» **Texte choisi**
Après bien des notules érudites, après tant de poussières soulevées, nous en sommes à présent à celles de Louis, dit le Débonnaire, fils de Charlemagne. Auguste avait fait ouvrir, nous dit Montesquieu, le tombeau d'Alexandre. Interrogé si l'on devait ouvrir ceux des Ptolémées, il répondit : “Je suis venu voir le Roi, non les morts”. Le baron de Labrède interroge les successeurs de Karolus Magnus : ce sont là des morts. Louis fait crever les yeux de son neveu, multiplie les inimitiés : “violents”, “irrécociliables”, “ardents à l'offenser”. Il confond les vengeances personnelles avec les affaires de l'Etat. Est-ce donc par antiphrase qu'il fut nommé le Débonnaire ? Ennemis “insolents”, “déterminés à le perdre”. Charlemagne épuisait sa noblesse à le suivre de campagnes en campagnes ; celui-là répand ses cruautés absurdes. “Et” ses ennemis “l'eussent perdu deux fois sans retour, si ses enfants, dans le fond plus honnêtes qu'eux, eussent pu suivre un projet, et convenir de quelque chose.” Ce qui laisse entendre que les fils de Louis le Débonnaire ne parvinrent pas à s'entendre avec ses ennemis, par esprit brouillon, et dépourvu de revanchardise. Il me semble qu'ils étaient trois, et se partagèrent l'empire. Montesquieu continue “le même sujet”, afin de ne pas lasser le lecteur par de trop longs chapitres : “La force que Charlemagne avoit mise dans la nation subsista assez sous Louis le Débonnaire, pour que l'Etat pût se maintenir dans sa grandeur, et être respectée des étrangers.” Que pouvons-nous ajouter. Commode après Marc-Aurèle commença tout de suite à tout ruiner.

» **Exercices**
1) Dans le texte sur Louis le Débonnaire, quel tombeau Auguste avait-il fait ouvrir ?
2) Écrivez la suite du texte sur Louis le Débonnaire à partir de sa dernière phrase.

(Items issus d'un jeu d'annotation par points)
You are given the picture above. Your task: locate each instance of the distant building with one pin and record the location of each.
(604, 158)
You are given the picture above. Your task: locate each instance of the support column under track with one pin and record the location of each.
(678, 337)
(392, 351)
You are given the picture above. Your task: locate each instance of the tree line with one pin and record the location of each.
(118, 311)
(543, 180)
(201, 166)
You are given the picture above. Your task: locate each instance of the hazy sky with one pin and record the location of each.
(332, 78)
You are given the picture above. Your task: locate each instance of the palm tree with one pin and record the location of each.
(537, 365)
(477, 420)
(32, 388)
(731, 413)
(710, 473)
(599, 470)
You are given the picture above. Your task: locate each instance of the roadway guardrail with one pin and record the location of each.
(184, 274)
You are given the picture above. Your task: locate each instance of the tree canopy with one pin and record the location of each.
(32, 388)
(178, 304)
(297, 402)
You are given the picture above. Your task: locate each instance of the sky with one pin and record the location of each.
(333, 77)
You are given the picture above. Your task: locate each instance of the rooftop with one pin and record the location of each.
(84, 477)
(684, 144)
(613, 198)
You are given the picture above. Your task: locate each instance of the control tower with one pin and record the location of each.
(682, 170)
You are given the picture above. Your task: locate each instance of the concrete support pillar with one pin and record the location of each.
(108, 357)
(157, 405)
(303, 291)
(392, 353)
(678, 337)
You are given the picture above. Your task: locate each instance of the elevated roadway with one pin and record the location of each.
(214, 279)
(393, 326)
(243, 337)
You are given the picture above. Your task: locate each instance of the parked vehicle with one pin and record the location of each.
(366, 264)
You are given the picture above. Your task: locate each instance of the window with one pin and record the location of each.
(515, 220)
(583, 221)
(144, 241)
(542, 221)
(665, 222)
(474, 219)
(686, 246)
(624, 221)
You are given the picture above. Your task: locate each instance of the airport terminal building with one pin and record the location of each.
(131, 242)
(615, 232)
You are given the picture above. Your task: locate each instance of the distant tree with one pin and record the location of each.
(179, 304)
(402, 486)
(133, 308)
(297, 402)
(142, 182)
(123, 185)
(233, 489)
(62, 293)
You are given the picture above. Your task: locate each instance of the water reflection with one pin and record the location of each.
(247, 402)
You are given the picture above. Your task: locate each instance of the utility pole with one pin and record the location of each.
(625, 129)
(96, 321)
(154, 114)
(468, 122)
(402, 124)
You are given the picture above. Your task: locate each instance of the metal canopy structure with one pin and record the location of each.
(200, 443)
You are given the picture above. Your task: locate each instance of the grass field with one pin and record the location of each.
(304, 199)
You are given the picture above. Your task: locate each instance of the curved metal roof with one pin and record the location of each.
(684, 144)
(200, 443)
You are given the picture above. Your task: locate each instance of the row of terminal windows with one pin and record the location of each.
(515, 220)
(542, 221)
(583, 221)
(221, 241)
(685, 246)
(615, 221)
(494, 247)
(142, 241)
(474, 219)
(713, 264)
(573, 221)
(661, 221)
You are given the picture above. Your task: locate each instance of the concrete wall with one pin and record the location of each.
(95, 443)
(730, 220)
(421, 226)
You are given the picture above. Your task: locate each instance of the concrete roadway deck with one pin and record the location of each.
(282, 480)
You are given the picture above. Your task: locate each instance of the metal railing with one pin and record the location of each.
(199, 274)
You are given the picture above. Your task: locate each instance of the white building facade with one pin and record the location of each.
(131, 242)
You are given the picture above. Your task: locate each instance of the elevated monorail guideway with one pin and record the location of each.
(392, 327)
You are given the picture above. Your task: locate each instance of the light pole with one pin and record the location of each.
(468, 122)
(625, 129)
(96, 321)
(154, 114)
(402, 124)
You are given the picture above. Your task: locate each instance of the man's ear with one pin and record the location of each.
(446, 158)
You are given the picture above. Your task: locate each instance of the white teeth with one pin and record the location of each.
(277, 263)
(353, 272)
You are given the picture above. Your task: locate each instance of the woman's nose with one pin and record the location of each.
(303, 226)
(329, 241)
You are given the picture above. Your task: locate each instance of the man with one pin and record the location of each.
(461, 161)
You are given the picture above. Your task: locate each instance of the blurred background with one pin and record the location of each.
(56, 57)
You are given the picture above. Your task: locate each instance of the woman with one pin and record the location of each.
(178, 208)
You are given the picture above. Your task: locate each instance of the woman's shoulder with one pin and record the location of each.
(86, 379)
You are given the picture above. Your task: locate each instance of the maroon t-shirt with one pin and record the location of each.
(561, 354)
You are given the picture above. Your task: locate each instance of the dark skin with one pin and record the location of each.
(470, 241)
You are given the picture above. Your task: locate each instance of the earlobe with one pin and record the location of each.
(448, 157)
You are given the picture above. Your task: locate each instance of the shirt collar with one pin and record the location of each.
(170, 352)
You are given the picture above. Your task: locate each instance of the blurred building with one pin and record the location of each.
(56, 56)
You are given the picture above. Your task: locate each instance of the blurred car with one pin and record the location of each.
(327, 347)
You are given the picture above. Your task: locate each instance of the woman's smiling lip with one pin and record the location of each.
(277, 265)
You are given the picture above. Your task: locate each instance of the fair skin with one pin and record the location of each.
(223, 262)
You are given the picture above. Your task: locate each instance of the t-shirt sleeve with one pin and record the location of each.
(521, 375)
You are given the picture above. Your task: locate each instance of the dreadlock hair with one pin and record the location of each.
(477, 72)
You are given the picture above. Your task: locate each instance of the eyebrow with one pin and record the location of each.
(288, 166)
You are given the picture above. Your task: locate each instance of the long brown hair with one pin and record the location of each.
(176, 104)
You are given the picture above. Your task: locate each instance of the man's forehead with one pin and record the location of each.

» **Réponses**
1) Le tombeau d'Alexandre.

2)
 

Les fils bien souvent sont plus cons que leurs pères. “Le prince avoit l'esprit foible ; maisla nation étoit guerrière.” Ce qui semblerait risible aujourd'hui. Mais conserver son esprit d'aujourd'hui dans les faits historiques est la ruine même de la notion d'histoire. Nous lisons en même temps des élucubrations déclinistes. Pourtant elles se confirment chaque jour davantage. Être guerrier est devenu le pire des péchés. Même se défendre est sévèrement puni. Mêler ici nos préoccupations contemporaines semble dérisoire. “L'autorité se perdoit au dedans, sans que la puissance parût diminuer au dehors.” C'étaient des temps tribaux. Il y avait le pays, et l'extérieur du pays. Les déplacements étaient aventureux.

 

Le cheval régnait. Qui peut imaginer cela ? Dieu imprégnait tout. Il était pris au sérieux. “Charles Martel, Pépin et Charlemagne gouvernèrent l'un après l'autre la monarchie”. Charles Martel était maire du palais, élu. Il devint roi. La seconde race, des carolingiens, succédait à la première, mérovingienne. On se battait à coups de masse. Les Arabes ou Sarrasins se faisaient repousser sans que cela fît tant d'histoires. Charles Martel est pris pour un fasciste, dans une perspective de sottise absolue. Pépin reste oublié : “Monté sur un lion, je suis aussi grand qu'un autre”. Charlemagne sera bientôt pris pour un roi décapité. Je ne connais plus rien que l'ancien. Il faut des gardiens de mémoire. “Le premier flatta l'avarice des gens de guerre”, entendez leur cupidité.”Donne aux soldats, et néglige tout le reste” : derniers mots d'un empereur romain. “Les deux autres, celle du clergé”.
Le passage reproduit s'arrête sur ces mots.